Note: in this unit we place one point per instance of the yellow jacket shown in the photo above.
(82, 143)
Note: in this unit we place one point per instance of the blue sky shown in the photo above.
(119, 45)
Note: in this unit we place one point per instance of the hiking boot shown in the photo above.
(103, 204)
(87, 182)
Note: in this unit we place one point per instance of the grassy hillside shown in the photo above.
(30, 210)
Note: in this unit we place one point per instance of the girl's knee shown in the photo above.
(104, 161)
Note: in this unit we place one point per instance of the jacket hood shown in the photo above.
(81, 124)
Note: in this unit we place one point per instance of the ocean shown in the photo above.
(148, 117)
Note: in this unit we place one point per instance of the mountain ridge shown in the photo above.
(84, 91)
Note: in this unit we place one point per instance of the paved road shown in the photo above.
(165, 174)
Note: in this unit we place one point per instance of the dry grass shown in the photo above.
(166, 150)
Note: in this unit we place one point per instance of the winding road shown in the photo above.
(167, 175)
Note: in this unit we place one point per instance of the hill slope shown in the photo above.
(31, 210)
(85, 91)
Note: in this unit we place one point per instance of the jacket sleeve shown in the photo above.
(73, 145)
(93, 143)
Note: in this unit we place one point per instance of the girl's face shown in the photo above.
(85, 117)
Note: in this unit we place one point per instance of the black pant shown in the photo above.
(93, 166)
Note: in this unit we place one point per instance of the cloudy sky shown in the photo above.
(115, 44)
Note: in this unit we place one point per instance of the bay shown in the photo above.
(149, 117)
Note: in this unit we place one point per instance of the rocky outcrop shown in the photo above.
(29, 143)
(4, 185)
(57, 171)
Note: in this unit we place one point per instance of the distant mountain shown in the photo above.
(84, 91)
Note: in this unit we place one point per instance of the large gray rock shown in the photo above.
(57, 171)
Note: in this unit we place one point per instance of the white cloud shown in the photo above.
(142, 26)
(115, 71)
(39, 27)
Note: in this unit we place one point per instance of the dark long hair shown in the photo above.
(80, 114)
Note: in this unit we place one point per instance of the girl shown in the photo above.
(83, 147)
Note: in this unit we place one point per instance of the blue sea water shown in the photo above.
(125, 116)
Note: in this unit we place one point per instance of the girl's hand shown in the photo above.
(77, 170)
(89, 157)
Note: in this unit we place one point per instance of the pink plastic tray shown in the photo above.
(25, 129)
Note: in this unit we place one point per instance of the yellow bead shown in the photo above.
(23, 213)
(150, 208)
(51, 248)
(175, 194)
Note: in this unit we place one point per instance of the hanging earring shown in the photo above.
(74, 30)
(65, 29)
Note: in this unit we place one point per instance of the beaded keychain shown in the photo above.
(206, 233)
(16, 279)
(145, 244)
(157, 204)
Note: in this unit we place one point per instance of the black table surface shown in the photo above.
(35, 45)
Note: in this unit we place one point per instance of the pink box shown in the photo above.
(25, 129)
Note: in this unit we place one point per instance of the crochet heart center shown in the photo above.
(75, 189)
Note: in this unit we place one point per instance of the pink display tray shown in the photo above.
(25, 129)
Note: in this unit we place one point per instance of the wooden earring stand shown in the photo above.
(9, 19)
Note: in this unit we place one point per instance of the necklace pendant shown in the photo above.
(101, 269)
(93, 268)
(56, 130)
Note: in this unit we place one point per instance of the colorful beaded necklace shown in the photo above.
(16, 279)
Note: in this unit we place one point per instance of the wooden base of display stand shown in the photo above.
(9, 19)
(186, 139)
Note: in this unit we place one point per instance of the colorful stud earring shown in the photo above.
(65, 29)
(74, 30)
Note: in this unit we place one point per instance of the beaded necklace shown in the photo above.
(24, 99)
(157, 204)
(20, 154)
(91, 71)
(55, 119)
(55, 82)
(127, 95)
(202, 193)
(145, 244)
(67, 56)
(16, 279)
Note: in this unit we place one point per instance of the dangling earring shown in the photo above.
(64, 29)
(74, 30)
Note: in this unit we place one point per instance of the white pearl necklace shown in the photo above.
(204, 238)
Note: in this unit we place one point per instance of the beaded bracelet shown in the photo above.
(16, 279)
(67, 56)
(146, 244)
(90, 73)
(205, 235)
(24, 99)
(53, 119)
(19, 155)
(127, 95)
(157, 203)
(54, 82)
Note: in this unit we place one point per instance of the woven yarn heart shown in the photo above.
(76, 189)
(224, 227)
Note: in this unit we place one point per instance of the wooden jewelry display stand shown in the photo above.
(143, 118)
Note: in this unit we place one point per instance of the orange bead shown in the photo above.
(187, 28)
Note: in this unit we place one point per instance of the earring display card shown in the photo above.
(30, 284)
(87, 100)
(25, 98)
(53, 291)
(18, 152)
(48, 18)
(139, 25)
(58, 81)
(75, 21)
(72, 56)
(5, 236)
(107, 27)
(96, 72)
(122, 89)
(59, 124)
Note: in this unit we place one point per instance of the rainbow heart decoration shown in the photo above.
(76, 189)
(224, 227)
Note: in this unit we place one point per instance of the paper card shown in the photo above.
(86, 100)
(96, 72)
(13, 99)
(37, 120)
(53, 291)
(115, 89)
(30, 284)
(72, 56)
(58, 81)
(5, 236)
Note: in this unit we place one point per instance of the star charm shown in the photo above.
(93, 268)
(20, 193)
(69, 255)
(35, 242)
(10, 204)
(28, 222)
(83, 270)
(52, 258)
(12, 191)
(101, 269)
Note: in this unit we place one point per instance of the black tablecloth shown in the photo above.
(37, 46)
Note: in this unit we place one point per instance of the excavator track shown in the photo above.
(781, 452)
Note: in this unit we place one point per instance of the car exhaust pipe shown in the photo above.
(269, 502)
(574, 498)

__Directions__: Repeat every record, exactly as written.

__Result of this exercise__:
Note: in this unit we place one point per instance of the yellow jacket shown in the photo above.
(82, 143)
Note: in this unit we place one point per instance of the blue sky shown in the photo above.
(119, 45)
Note: in this unit we place one point per instance of the hiking boot shown in the photo above.
(103, 204)
(87, 182)
Note: in this unit we place one point per instance of the grassy hillside shown in the photo above.
(30, 210)
Note: in this unit we place one point per instance of the girl's knee shown in the photo above.
(104, 161)
Note: in this unit we place one point per instance of the jacket hood shown in the photo above.
(81, 124)
Note: in this unit we place one point per instance of the ocean shown in the photo above.
(148, 117)
Note: in this unit we place one point per instance of the mountain ridge shown in the photo above.
(84, 91)
Note: in this unit we place one point per instance of the paved road shown in the photo above.
(165, 174)
Note: in this unit we place one point per instance of the dry grass shown in the photo above.
(166, 150)
Note: in this unit we place one point per instance of the winding road shown in the photo above.
(167, 175)
Note: in this unit we place one point per instance of the hill slope shown in the photo above.
(31, 210)
(85, 91)
Note: in this unit we place one point per instance of the jacket sleeve shown in the photo above.
(73, 145)
(93, 143)
Note: in this unit we place one point per instance of the girl's face shown in the photo above.
(85, 117)
Note: in this unit we place one point per instance of the black pant shown in the photo above.
(93, 166)
Note: in this unit we place one point per instance of the cloudy sky shown in the photo above.
(115, 44)
Note: in this unit we place one point per instance of the bay shown in the photo above.
(149, 117)
Note: in this unit we place one point per instance of the rocky outcrop shown in the photo above.
(29, 143)
(4, 185)
(57, 171)
Note: in this unit we place one point per instance of the distant mountain shown in the photo above.
(84, 91)
Note: in this unit we place one point per instance of the large gray rock shown in the photo above.
(57, 171)
Note: in this unit we place one point per instance of the white cloud shown in the photo above.
(142, 26)
(115, 71)
(39, 27)
Note: in this unit we place one point per instance of the dark long hair shown in the photo above.
(80, 114)
Note: in this unit we place one point per instance of the girl shown in the photo above.
(83, 147)
Note: in this unit we place one point per instance of the blue sea water shown in the photo above.
(125, 116)
Note: in this unit we place one point per instance of the girl's hand shown in the photo above.
(77, 170)
(89, 157)
Note: in this unit we place one point per instance of the pink plastic tray shown in the photo above.
(25, 129)
Note: in this unit we place one point per instance of the yellow bead shown in the photo above.
(23, 213)
(150, 208)
(51, 248)
(175, 194)
Note: in this unit we place one point per instance of the hanging earring shown in the photo above.
(74, 30)
(65, 29)
Note: in this unit we place one point per instance of the beaded keychain shown in the photo above.
(206, 233)
(16, 279)
(145, 244)
(157, 204)
Note: in this unit we place one point per instance of the black table surface shown in the photo above.
(35, 45)
Note: in this unit we place one point per instance of the pink box shown in the photo above.
(25, 129)
Note: in this unit we place one point per instance of the crochet heart center shown in the photo above.
(75, 189)
Note: in this unit we place one point per instance of the pink display tray shown in the photo above.
(25, 129)
Note: in this unit we place one point per instance of the wooden earring stand shown in the photo above.
(9, 19)
Note: in this unit we place one point per instance of the necklace pendant shown in the photo above.
(101, 269)
(93, 268)
(56, 130)
Note: in this unit we place one point per instance of the colorful beaded necklace shown in the photo above.
(16, 279)
Note: in this unit we place one point per instance of the wooden base of display stand shown in the photo above.
(9, 19)
(186, 139)
Note: in this unit we place one point per instance of the colorful stud earring shown in the photo above.
(65, 29)
(74, 30)
Note: in this unit we place one point per instance of the beaded necklace shown in the photo above.
(24, 99)
(157, 204)
(20, 154)
(91, 71)
(55, 119)
(55, 82)
(127, 95)
(202, 193)
(145, 244)
(67, 56)
(16, 279)
Note: in this unit we place one point per instance of the dangling earring shown in the photo above.
(64, 29)
(74, 30)
Note: in this unit we place one point per instance of the white pearl necklace shown in the photo above.
(204, 238)
Note: in this unit we place one point per instance of the beaded bracelet shown in the photo above.
(16, 279)
(67, 56)
(146, 244)
(90, 73)
(205, 235)
(24, 99)
(53, 119)
(19, 155)
(127, 95)
(157, 203)
(54, 82)
Note: in this unit we place one point per instance of the woven yarn heart shown in the photo above.
(76, 189)
(224, 227)
Note: in this unit we place one point per instance of the wooden jewelry display stand shown in the photo above.
(143, 118)
Note: in this unit we place one point per instance of the orange bead shown in the photo above.
(187, 28)
Note: in this unit we place one point per instance of the earring display card shown in the photo above.
(30, 284)
(87, 100)
(25, 98)
(53, 291)
(18, 152)
(48, 18)
(139, 25)
(58, 81)
(75, 21)
(72, 56)
(5, 236)
(107, 27)
(96, 72)
(122, 89)
(59, 124)
Note: in this unit we place one point per instance of the rainbow heart decoration shown in the photo above.
(76, 189)
(224, 227)
Note: in this unit we place one point per instance of the paper card shown in the photo above.
(86, 100)
(96, 72)
(13, 99)
(37, 120)
(53, 291)
(115, 89)
(30, 284)
(72, 56)
(58, 81)
(5, 236)
Note: in this unit we place one point per instance of the star charm shown in the photo above.
(93, 268)
(20, 193)
(69, 255)
(35, 242)
(10, 204)
(28, 222)
(83, 270)
(52, 258)
(12, 191)
(101, 269)
Note: in this unit we place one point per instance of the black tablecloth shown in the photo above.
(37, 46)
Note: in this unit we place one point per instance of the excavator track shown in the photo above.
(781, 452)
Note: in this unit we place one point per instance of the car exhaust pipe shown in the photo above.
(269, 502)
(574, 498)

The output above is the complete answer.